Exercise instructions →
The answer must consist solely of the lines below starting at the one containing "x=355, y=11" and ending at the one containing "x=326, y=254", repeated exactly, with both ends included and all pictures omitted.

Dataset entries
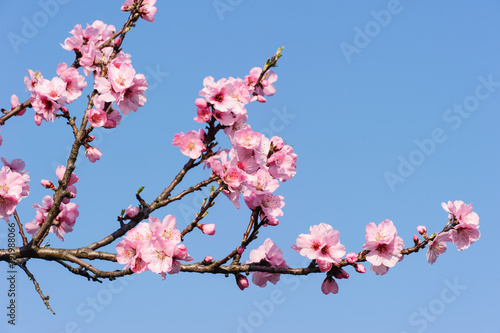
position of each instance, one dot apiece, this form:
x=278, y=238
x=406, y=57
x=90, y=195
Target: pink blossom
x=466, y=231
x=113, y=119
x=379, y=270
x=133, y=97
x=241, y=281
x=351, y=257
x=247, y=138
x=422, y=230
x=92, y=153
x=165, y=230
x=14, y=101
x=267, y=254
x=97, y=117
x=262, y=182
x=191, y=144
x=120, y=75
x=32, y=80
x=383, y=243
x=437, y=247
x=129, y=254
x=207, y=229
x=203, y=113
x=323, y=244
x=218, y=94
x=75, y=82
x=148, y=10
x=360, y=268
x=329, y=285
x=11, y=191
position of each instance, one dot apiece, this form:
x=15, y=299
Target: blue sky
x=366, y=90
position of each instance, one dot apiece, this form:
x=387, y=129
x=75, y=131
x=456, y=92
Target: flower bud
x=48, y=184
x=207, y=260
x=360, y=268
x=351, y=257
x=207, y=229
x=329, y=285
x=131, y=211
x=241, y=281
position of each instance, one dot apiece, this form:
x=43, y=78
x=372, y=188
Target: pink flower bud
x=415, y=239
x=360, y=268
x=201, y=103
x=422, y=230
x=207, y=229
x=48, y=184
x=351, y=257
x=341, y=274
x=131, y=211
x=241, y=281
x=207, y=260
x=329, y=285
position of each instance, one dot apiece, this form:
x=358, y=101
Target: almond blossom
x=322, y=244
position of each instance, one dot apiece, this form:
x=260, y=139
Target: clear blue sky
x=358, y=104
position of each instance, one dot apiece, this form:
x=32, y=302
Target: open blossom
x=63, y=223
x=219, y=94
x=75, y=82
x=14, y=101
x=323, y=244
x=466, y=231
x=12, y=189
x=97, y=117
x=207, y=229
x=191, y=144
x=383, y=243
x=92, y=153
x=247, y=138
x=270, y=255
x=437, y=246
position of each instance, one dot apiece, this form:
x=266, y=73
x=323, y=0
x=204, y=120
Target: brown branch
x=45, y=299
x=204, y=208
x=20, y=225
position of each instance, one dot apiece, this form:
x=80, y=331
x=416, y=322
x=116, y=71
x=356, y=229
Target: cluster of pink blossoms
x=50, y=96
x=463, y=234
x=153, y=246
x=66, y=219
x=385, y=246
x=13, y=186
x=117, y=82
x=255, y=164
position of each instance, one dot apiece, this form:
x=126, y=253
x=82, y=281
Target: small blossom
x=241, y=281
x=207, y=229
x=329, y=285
==
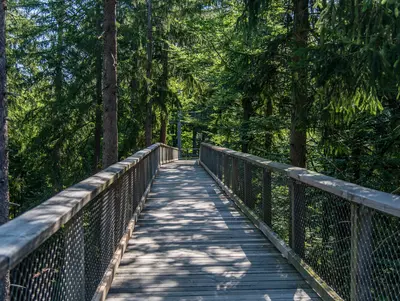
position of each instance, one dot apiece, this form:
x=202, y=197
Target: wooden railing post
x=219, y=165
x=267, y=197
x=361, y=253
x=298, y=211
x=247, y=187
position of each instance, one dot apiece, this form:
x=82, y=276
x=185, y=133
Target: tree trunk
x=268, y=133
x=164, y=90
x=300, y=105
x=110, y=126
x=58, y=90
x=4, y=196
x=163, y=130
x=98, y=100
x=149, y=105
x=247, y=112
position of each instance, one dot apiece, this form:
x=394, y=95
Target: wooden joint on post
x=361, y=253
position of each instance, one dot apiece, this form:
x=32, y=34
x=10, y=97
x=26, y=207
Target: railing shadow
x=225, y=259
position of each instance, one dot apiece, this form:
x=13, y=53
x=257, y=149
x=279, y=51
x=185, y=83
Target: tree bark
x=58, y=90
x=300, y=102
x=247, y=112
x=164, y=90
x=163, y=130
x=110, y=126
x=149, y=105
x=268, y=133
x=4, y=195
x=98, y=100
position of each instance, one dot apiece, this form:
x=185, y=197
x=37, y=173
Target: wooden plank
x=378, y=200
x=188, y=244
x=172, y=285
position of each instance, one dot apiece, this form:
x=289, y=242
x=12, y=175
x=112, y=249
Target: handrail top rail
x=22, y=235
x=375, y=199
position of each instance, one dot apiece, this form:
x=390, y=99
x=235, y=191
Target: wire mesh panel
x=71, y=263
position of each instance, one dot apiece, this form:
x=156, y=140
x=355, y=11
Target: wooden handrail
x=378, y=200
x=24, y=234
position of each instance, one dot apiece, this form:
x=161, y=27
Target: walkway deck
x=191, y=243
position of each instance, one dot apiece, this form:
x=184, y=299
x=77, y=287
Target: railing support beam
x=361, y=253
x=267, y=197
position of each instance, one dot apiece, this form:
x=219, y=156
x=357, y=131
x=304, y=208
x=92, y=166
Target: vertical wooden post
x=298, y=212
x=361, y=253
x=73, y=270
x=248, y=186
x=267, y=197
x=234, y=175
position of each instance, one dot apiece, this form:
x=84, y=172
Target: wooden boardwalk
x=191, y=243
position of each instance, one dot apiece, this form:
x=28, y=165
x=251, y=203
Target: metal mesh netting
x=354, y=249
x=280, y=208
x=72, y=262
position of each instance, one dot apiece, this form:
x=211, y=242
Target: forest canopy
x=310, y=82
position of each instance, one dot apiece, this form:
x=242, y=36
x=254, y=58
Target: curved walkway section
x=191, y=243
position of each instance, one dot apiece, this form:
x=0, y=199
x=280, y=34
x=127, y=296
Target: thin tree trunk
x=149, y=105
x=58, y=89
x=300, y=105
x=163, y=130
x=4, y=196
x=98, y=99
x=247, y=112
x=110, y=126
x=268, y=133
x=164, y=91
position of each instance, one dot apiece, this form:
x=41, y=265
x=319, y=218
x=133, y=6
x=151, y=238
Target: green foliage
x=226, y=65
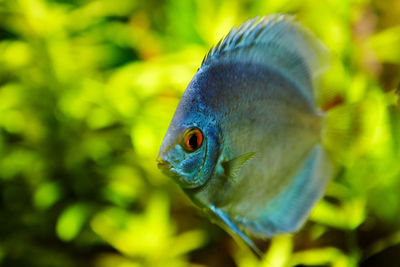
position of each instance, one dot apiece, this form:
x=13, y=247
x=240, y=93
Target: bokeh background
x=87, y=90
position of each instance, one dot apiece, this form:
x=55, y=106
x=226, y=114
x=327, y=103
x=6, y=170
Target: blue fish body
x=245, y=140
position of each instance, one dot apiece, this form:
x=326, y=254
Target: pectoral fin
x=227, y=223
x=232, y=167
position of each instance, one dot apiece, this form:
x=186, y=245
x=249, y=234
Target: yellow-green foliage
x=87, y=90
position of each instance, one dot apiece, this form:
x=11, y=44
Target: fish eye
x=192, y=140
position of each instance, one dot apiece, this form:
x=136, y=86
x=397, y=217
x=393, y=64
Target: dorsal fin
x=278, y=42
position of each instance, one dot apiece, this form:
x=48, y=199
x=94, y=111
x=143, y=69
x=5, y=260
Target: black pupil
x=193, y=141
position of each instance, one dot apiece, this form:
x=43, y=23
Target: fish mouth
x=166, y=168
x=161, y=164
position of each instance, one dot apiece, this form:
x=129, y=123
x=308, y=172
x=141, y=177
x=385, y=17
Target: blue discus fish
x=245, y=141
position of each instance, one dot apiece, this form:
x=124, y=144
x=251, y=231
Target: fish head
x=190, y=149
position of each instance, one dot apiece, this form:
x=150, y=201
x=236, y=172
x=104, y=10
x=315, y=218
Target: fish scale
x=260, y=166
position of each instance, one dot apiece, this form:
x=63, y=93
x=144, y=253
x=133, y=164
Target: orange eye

Solved exercise →
x=355, y=11
Target: wooden handrail
x=378, y=200
x=24, y=234
position of each instance, one dot apiece, this form:
x=161, y=27
Target: walkway deck
x=191, y=243
position of each instance, one dot apiece, this form:
x=184, y=299
x=77, y=287
Target: railing support beam
x=361, y=253
x=267, y=197
position of each instance, one dot apiece, this form:
x=219, y=156
x=357, y=131
x=304, y=208
x=92, y=166
Target: vertical wooden post
x=298, y=212
x=361, y=253
x=73, y=270
x=248, y=186
x=267, y=197
x=234, y=175
position of each instance, one dot apiece, this form:
x=84, y=172
Target: wooden boardwalk
x=191, y=243
position of each instance, one dot apiece, this form:
x=28, y=165
x=251, y=203
Target: metal mesh netting
x=354, y=249
x=280, y=208
x=72, y=262
position of each instance, one dot apiece, this form:
x=211, y=242
Target: forest canopy
x=310, y=82
position of each instance, one dot apiece, this form:
x=242, y=36
x=254, y=58
Target: curved walkway section
x=191, y=243
position of each instance, one dot apiece, this form:
x=0, y=199
x=280, y=34
x=127, y=296
Target: thin tree trunk
x=149, y=105
x=58, y=89
x=300, y=105
x=163, y=130
x=4, y=196
x=98, y=99
x=247, y=112
x=110, y=126
x=268, y=133
x=164, y=91
position of each instance, one dot apiece, this form:
x=41, y=265
x=319, y=218
x=133, y=6
x=151, y=238
Target: green foliage
x=226, y=65
position of each instance, one dot apiece, this form:
x=13, y=247
x=240, y=93
Target: bokeh background
x=87, y=90
position of each instance, one dot apiece, this form:
x=55, y=106
x=226, y=114
x=327, y=103
x=6, y=170
Target: blue fish body
x=245, y=140
position of each instance, one dot apiece, this form:
x=326, y=254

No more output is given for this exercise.